Find how many lines below mention "floodwater". Nothing but the number is needed.

**MATERIAL PROVIDED**
+ + +

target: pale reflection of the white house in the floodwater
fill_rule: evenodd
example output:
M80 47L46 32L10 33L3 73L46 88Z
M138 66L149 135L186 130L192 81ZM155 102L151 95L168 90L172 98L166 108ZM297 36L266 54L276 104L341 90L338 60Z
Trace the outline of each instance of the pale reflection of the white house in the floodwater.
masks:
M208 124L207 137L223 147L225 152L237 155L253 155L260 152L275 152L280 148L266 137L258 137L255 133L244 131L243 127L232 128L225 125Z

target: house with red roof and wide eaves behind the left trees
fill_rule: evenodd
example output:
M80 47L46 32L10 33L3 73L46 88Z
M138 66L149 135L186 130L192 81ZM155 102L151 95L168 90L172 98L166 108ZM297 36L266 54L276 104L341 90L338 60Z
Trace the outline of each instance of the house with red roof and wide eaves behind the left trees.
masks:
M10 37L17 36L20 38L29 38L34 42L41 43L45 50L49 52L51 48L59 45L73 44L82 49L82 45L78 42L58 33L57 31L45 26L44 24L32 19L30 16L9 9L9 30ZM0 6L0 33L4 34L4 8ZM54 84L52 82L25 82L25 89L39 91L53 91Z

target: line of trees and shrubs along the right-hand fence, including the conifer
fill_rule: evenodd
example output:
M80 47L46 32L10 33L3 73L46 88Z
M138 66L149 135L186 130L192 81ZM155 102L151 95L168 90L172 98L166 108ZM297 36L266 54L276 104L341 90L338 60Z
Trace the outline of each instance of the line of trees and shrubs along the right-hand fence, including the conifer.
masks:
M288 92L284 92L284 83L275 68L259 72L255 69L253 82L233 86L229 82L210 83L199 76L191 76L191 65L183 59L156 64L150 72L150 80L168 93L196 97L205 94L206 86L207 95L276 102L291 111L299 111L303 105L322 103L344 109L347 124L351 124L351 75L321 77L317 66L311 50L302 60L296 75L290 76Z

+ + +

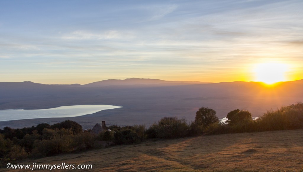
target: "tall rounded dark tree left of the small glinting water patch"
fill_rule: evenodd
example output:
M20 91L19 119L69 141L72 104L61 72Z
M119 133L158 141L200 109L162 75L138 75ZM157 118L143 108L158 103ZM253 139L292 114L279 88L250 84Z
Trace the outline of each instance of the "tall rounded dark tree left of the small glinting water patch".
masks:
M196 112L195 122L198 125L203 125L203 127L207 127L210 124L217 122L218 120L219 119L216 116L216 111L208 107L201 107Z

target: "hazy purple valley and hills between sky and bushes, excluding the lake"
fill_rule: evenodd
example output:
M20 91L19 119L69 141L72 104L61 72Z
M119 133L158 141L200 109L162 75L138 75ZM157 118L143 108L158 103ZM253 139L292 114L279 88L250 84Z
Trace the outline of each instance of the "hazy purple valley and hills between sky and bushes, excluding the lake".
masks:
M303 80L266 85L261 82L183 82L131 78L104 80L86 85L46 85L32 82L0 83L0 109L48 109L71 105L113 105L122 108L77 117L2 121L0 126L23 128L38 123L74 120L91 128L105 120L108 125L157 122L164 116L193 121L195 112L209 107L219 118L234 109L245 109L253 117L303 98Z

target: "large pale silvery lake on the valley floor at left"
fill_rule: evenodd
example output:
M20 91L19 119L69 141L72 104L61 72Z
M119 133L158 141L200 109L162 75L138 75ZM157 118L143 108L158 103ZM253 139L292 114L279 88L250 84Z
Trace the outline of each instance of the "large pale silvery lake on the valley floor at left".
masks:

+ + +

**EXERCISE RESULT**
2